WHAT YOU WILL DO >> Reproduce the listing below word for word, starting at its beginning and ending at the line that contains "325L3 319V354L147 353ZM362". Leave the pictures out of your copy.

○ ○ ○ ○

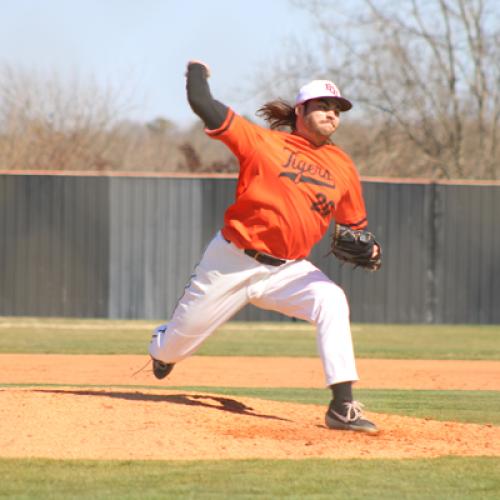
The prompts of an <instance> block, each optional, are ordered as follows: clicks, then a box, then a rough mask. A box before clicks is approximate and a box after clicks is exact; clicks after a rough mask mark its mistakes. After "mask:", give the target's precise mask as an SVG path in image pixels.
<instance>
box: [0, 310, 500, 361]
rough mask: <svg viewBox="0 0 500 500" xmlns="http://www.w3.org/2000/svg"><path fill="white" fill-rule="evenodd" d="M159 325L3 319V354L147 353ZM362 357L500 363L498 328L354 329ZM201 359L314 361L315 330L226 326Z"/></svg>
mask: <svg viewBox="0 0 500 500" xmlns="http://www.w3.org/2000/svg"><path fill="white" fill-rule="evenodd" d="M155 325H157V323H156V322H146V321H111V320H73V319H39V318H0V352H4V353H7V352H9V353H47V354H48V353H57V354H144V353H145V352H146V351H147V346H148V343H149V340H150V338H151V330H152V329H153V328H154V326H155ZM352 329H353V338H354V344H355V348H356V356H357V357H358V358H389V359H467V360H475V359H484V360H500V325H493V326H492V325H487V326H485V325H477V326H471V325H467V326H464V325H379V324H376V325H371V324H370V325H369V324H354V325H353V328H352ZM197 354H198V355H201V356H305V357H315V356H317V352H316V341H315V333H314V329H313V327H311V326H310V325H308V324H305V323H302V322H286V323H244V322H233V323H227V324H226V325H224V326H223V327H222V328H220V329H219V330H218V331H217V332H215V333H214V334H213V335H212V337H210V338H209V339H208V340H207V341H206V342H205V343H204V344H203V346H202V347H201V349H200V350H199V351H198V352H197Z"/></svg>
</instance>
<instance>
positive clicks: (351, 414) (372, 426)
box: [325, 401, 379, 434]
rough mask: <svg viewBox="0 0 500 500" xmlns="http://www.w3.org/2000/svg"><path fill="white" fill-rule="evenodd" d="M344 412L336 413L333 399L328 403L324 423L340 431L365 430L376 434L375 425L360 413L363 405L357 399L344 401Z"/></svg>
mask: <svg viewBox="0 0 500 500" xmlns="http://www.w3.org/2000/svg"><path fill="white" fill-rule="evenodd" d="M344 406H345V408H346V412H345V414H341V413H338V412H336V411H335V410H334V408H333V401H332V402H331V403H330V406H329V408H328V411H327V412H326V415H325V424H326V426H327V427H328V428H329V429H336V430H342V431H356V432H366V433H368V434H378V432H379V430H378V428H377V426H376V425H375V424H374V423H373V422H370V421H369V420H365V419H364V418H363V414H362V411H361V410H362V408H363V405H362V404H361V403H358V402H357V401H350V402H346V403H344Z"/></svg>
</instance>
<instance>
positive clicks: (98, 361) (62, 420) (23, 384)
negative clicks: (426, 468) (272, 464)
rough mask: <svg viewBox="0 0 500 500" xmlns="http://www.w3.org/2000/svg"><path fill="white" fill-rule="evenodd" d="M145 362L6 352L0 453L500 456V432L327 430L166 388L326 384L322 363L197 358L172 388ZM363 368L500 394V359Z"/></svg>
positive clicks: (396, 421)
mask: <svg viewBox="0 0 500 500" xmlns="http://www.w3.org/2000/svg"><path fill="white" fill-rule="evenodd" d="M146 361H147V359H146V358H145V357H144V356H61V355H57V356H55V355H47V356H45V355H13V354H8V355H0V364H1V366H2V371H1V374H0V384H4V385H5V384H13V386H12V387H8V386H5V387H3V388H0V419H1V422H2V425H1V426H0V456H1V457H45V458H59V459H65V458H81V459H127V460H129V459H241V458H293V459H301V458H309V457H329V458H356V457H362V458H410V457H434V456H440V455H462V456H472V455H487V456H500V427H496V426H490V425H476V424H462V423H454V422H437V421H433V420H428V419H417V418H410V417H401V416H395V415H382V414H374V413H367V416H368V417H371V418H372V419H373V420H375V421H376V422H377V424H378V425H379V427H380V428H381V432H380V434H379V435H377V436H365V435H357V434H354V433H346V432H336V431H330V430H328V429H326V428H325V426H324V423H323V417H324V411H325V408H324V407H323V406H318V405H304V404H293V403H281V402H275V401H265V400H261V399H255V398H248V397H239V396H237V397H236V396H227V397H224V396H220V395H216V394H210V392H209V391H207V392H205V390H204V391H195V392H193V391H178V390H168V386H182V385H185V386H204V387H210V386H219V387H220V386H226V387H255V386H257V387H321V386H322V384H323V375H322V371H321V366H320V363H319V360H317V359H310V358H307V359H303V358H279V359H270V358H247V359H245V358H214V357H212V358H208V357H193V358H191V359H189V360H186V361H185V362H183V363H181V364H179V366H177V367H176V368H175V370H174V371H173V372H172V374H171V376H169V378H168V379H167V380H166V381H163V382H162V383H160V382H158V381H156V380H155V379H154V378H153V377H152V374H151V370H150V367H149V366H148V367H147V368H146V369H144V370H142V371H139V370H140V368H141V367H142V366H143V365H144V364H145V363H146ZM358 368H359V371H360V375H361V377H362V381H361V382H360V383H359V384H358V387H365V388H389V387H390V388H404V389H411V388H415V389H457V390H460V389H477V390H484V389H489V390H500V377H498V374H499V373H500V362H490V361H485V362H481V361H466V362H460V361H389V360H359V361H358ZM138 371H139V373H137V372H138ZM15 384H22V386H21V387H20V386H19V385H15ZM38 384H48V385H53V384H58V386H51V387H40V386H36V385H38ZM119 385H121V386H126V387H125V388H124V387H117V386H119ZM146 385H147V386H152V387H153V388H148V389H144V388H143V387H144V386H146ZM96 386H99V387H96ZM103 386H110V387H109V388H108V387H103ZM113 386H114V387H113ZM134 386H136V387H134ZM154 386H158V387H160V386H161V387H162V389H159V388H158V389H155V388H154ZM165 389H167V390H165Z"/></svg>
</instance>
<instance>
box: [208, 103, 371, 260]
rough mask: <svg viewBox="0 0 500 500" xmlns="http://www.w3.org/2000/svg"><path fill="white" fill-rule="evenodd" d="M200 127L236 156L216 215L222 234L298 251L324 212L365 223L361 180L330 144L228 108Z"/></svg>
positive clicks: (275, 253) (240, 242)
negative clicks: (223, 198)
mask: <svg viewBox="0 0 500 500" xmlns="http://www.w3.org/2000/svg"><path fill="white" fill-rule="evenodd" d="M205 131H206V133H207V134H208V135H209V136H211V137H213V138H215V139H219V140H220V141H222V142H223V143H224V144H226V145H227V146H228V147H229V148H230V149H231V151H232V152H233V153H234V155H235V156H236V157H237V158H238V160H239V162H240V174H239V178H238V186H237V190H236V201H235V202H234V203H233V204H232V205H231V206H230V207H229V208H228V209H227V211H226V213H225V216H224V227H223V229H222V234H223V236H224V237H225V238H226V239H228V240H230V241H231V242H232V243H233V244H235V245H236V246H237V247H239V248H242V249H246V248H253V249H255V250H258V251H260V252H264V253H267V254H270V255H273V256H275V257H279V258H282V259H291V260H293V259H301V258H304V257H306V256H307V255H308V254H309V252H310V251H311V248H312V247H313V246H314V245H315V244H316V243H317V242H318V241H319V240H320V239H321V238H322V237H323V236H324V234H325V232H326V231H327V229H328V226H329V224H330V221H331V220H332V218H333V219H334V220H335V221H336V222H338V223H339V224H344V225H349V226H351V227H353V228H356V229H362V228H364V227H366V225H367V220H366V210H365V204H364V201H363V196H362V190H361V183H360V179H359V175H358V172H357V170H356V167H355V166H354V163H353V162H352V160H351V159H350V158H349V156H348V155H347V154H346V153H345V152H344V151H342V149H340V148H339V147H338V146H336V145H334V144H326V145H323V146H319V147H318V146H314V145H313V144H311V143H310V142H309V141H308V140H307V139H305V138H303V137H301V136H299V135H296V134H293V133H292V134H291V133H287V132H281V131H276V130H270V129H267V128H263V127H260V126H258V125H256V124H253V123H251V122H250V121H248V120H246V119H244V118H243V117H241V116H239V115H237V114H236V113H234V111H233V110H231V109H230V110H229V112H228V115H227V117H226V119H225V121H224V123H223V124H222V125H221V126H220V127H219V128H218V129H216V130H208V129H206V130H205Z"/></svg>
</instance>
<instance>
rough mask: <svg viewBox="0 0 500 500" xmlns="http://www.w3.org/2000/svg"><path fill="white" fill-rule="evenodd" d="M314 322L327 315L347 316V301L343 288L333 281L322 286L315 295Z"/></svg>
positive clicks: (336, 315) (348, 306) (332, 317)
mask: <svg viewBox="0 0 500 500" xmlns="http://www.w3.org/2000/svg"><path fill="white" fill-rule="evenodd" d="M316 302H317V306H316V315H315V316H316V318H315V319H316V322H318V321H321V320H324V319H326V318H328V317H332V318H335V319H337V320H339V319H341V318H349V303H348V301H347V297H346V295H345V292H344V290H342V288H340V287H339V286H337V285H335V284H334V283H331V284H329V285H328V286H325V287H323V289H322V290H321V291H320V293H319V294H318V297H317V301H316Z"/></svg>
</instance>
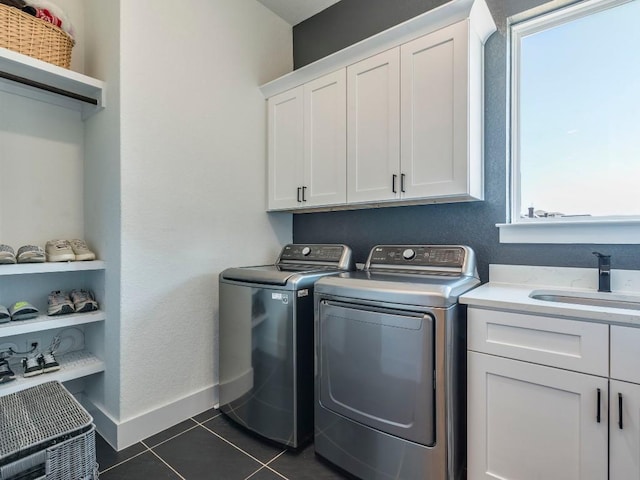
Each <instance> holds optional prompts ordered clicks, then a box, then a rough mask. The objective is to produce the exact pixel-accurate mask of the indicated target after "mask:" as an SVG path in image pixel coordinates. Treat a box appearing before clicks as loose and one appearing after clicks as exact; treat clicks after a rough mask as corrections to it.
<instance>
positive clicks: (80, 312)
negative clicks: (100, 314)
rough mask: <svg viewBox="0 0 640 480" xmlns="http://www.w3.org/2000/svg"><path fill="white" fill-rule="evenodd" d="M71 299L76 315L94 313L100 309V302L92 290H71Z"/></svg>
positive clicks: (70, 292) (69, 296)
mask: <svg viewBox="0 0 640 480" xmlns="http://www.w3.org/2000/svg"><path fill="white" fill-rule="evenodd" d="M69 297H71V301H72V302H73V306H74V308H75V310H76V313H82V312H93V311H94V310H97V309H98V302H96V299H95V297H94V296H93V292H91V291H90V290H84V289H75V290H71V292H70V293H69Z"/></svg>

○ ○ ○ ○

REPLY >>
The prompts of an <instance> block, each optional, are ordered as follows: clicks, then a box, then a rough mask. A box before clicks is approximate and a box after clicks is exact; clicks after a rough mask mark its mistakes. After "mask:", give the target's precise mask as an SVG path in image pixels.
<instance>
box: [0, 310, 500, 361]
rough mask: <svg viewBox="0 0 500 500" xmlns="http://www.w3.org/2000/svg"><path fill="white" fill-rule="evenodd" d="M159 325L3 319V354L147 353ZM362 357L500 363L498 328L354 329ZM201 359L314 361L315 330L226 326Z"/></svg>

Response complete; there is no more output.